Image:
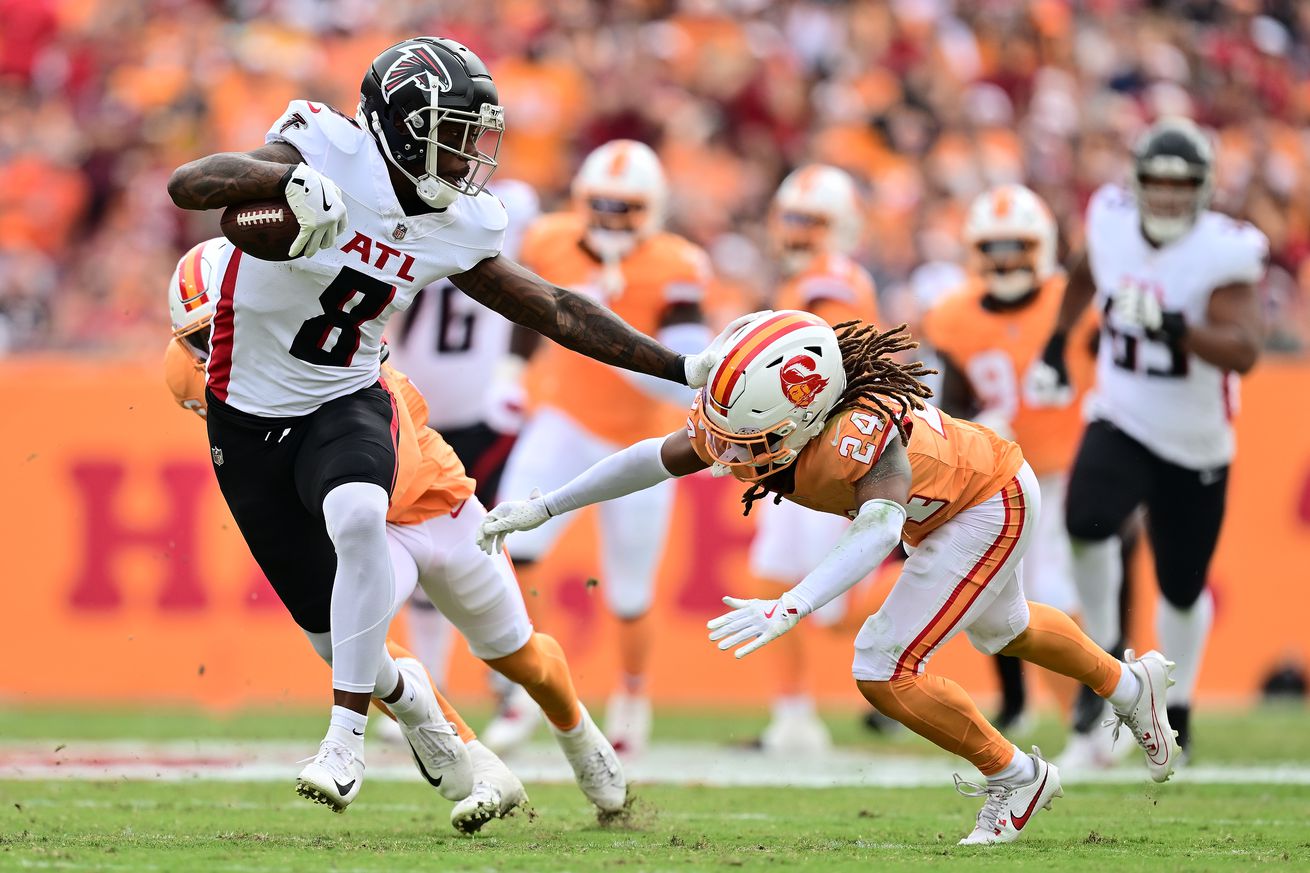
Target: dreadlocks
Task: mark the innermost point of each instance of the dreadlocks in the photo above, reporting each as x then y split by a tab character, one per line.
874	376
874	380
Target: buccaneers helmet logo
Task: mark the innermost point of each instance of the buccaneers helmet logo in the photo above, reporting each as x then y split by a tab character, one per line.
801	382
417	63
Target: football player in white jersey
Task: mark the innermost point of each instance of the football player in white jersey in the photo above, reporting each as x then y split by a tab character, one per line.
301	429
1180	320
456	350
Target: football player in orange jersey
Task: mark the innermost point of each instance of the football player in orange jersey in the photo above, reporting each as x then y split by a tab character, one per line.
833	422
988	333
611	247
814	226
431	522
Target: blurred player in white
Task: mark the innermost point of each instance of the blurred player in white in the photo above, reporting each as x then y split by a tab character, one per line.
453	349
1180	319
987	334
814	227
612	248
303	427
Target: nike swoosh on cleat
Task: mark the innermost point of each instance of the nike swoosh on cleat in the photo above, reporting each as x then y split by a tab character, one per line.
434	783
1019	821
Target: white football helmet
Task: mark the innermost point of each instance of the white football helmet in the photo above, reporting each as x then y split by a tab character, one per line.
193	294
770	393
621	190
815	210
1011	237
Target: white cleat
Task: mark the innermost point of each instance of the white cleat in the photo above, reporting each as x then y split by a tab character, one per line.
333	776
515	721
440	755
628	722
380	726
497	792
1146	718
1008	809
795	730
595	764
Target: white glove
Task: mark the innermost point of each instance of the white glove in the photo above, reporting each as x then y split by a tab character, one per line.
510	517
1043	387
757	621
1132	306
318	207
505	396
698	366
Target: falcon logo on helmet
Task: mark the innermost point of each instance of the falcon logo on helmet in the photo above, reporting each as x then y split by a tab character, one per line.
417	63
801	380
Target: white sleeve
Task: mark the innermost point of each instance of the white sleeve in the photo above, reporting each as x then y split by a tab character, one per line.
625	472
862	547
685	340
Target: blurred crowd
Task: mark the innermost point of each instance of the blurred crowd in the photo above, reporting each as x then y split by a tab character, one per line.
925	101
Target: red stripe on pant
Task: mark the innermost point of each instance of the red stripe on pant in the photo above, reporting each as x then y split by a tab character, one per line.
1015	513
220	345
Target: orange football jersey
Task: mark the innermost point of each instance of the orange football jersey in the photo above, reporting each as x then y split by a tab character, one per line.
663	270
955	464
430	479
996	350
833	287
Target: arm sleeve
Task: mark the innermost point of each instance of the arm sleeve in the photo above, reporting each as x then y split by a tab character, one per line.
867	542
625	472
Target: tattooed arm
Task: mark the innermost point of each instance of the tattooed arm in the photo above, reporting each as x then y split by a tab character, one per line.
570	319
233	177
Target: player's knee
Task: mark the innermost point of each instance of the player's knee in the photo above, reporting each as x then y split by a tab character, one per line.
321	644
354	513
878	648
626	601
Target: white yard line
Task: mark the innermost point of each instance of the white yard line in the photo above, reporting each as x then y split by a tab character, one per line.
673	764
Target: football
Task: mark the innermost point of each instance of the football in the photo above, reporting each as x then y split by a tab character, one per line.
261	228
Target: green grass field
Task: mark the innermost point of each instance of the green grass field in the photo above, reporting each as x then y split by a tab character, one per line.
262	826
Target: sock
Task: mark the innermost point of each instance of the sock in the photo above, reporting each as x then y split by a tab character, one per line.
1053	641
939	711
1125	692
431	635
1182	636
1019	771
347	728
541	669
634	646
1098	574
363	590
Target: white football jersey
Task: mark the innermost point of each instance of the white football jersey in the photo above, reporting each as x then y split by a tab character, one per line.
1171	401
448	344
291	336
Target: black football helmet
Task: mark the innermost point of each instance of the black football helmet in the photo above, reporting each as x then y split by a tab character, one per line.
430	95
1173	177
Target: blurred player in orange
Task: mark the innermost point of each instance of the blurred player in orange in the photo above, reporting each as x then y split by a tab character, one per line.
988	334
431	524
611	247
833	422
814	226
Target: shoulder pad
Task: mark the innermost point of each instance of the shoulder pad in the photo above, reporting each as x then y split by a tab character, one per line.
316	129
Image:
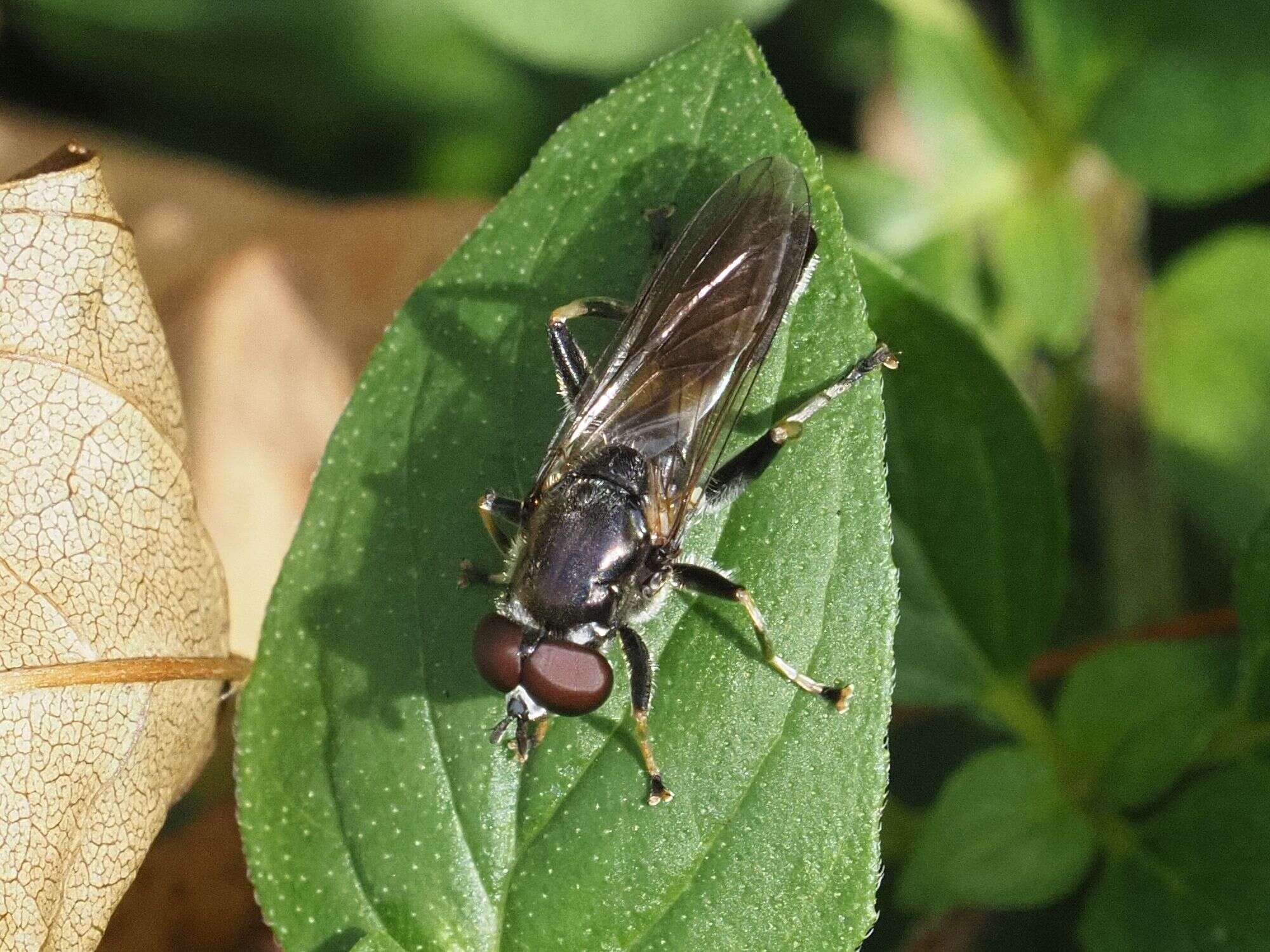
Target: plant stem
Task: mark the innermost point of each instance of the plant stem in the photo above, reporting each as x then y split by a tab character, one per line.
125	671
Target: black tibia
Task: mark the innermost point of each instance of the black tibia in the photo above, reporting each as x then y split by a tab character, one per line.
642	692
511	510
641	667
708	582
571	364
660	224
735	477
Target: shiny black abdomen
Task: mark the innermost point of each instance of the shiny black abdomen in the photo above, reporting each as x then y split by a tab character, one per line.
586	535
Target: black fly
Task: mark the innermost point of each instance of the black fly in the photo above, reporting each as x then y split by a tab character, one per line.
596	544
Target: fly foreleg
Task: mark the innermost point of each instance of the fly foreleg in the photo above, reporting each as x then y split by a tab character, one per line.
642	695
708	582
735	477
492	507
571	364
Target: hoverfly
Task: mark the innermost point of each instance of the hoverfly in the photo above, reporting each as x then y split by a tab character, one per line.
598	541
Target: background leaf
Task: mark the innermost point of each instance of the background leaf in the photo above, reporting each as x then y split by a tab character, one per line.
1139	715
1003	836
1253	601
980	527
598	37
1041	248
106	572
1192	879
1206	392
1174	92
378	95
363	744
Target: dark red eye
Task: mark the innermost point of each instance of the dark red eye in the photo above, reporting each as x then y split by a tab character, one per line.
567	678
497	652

++++++

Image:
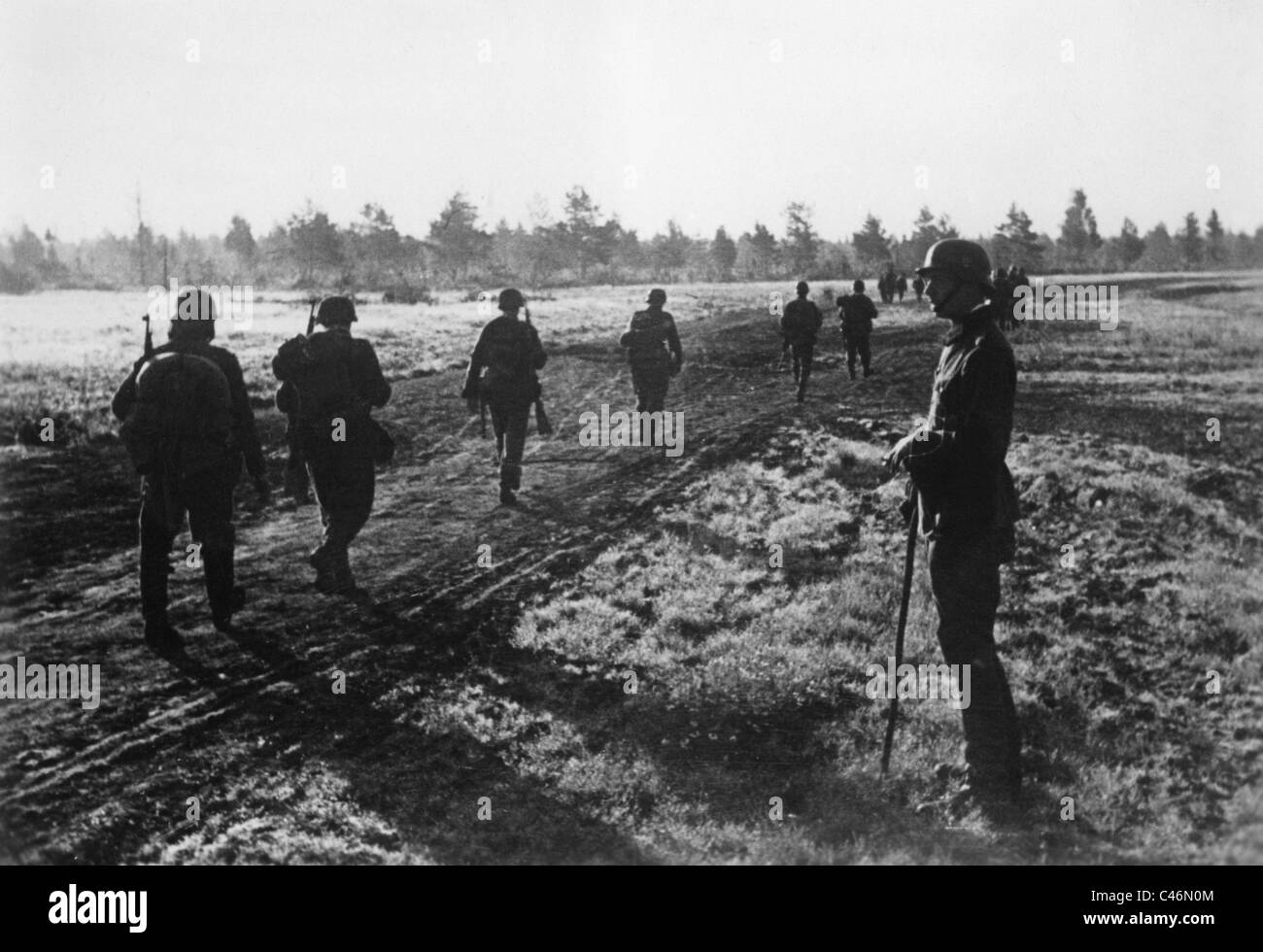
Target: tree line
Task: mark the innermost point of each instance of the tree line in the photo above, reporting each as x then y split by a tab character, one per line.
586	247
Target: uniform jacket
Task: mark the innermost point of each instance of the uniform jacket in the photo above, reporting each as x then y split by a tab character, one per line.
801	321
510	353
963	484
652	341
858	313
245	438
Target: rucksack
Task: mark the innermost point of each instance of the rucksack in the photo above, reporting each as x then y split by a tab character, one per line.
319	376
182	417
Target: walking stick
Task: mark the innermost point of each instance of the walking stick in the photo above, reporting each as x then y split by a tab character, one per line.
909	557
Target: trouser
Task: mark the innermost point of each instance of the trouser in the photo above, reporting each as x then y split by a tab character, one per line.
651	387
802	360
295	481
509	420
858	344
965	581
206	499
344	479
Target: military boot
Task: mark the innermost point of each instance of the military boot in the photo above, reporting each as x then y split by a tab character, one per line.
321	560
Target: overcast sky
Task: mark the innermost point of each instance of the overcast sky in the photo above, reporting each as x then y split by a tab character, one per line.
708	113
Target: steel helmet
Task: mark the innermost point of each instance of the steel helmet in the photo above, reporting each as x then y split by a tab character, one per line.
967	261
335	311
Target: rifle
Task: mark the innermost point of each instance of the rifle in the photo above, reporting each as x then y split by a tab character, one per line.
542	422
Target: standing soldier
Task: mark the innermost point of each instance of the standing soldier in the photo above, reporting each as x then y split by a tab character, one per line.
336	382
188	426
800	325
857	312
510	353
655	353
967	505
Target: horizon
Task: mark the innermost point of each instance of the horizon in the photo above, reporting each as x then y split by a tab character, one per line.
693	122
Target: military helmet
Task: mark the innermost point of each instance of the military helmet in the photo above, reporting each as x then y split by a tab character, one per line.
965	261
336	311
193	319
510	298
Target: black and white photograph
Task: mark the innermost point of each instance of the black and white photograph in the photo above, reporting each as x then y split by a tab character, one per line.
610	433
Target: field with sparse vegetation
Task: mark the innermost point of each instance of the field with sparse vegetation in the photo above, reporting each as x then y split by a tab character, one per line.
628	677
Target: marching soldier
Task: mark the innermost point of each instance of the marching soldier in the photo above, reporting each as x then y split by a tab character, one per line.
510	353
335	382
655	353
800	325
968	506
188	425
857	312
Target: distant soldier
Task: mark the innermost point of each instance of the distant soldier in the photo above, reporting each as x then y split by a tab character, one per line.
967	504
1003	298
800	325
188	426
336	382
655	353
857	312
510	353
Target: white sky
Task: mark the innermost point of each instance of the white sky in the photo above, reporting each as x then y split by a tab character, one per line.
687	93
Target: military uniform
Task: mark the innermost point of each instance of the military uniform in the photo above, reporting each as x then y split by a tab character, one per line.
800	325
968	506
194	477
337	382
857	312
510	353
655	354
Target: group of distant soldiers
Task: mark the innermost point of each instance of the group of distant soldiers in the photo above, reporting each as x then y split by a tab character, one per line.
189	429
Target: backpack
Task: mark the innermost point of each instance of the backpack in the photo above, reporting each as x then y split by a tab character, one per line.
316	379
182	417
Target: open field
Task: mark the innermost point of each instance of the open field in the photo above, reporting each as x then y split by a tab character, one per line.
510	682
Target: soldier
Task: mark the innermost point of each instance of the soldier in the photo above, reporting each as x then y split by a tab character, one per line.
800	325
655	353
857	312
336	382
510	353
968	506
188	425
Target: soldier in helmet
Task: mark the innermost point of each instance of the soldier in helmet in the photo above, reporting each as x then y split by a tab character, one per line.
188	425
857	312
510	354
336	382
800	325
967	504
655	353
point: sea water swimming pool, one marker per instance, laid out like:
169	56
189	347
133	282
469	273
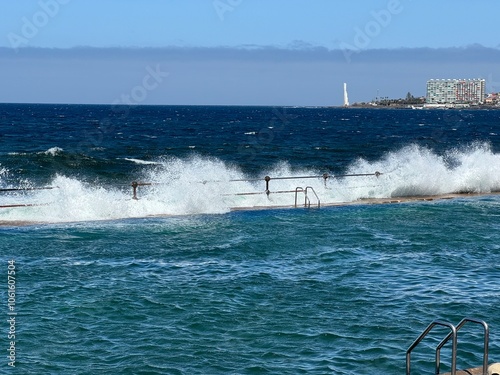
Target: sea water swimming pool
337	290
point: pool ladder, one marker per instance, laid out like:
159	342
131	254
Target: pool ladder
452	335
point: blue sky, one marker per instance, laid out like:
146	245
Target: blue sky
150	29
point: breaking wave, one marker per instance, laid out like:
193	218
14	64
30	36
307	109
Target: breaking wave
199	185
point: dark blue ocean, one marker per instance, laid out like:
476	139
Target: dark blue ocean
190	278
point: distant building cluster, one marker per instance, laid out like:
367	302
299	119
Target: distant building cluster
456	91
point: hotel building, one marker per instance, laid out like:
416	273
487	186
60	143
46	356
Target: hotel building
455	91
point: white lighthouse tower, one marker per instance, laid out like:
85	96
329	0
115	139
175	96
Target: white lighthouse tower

++++++

## WHAT IS BEING ASKED
In the entries above, find the line with "Task: mark the innermost point of each instance of the player's" and the line with "Target: sock", then set down exactly those two and every line between them, nothing else.

## YOUR RESPONSE
Task: mark the innermost point of each instance of the player's knee in the photo above, reporting each as x then y split by a tab character, one per line.
321	644
354	513
878	648
626	601
Target: white yard line
Task: mark the innermost point of each instance of the white yard line in the photo above, reporting each as x then y split by a tab character, one per line.
673	764
Target: football
Task: mark the innermost point of each instance of the football in the photo above, reporting each as x then y split by a tab character, one per line.
261	228
Target: green grass field
Task: mark the innermost point of each instance of the green grass field in the photo above, reporting each as x then y split by a tab character, one per line.
262	826
Target: sock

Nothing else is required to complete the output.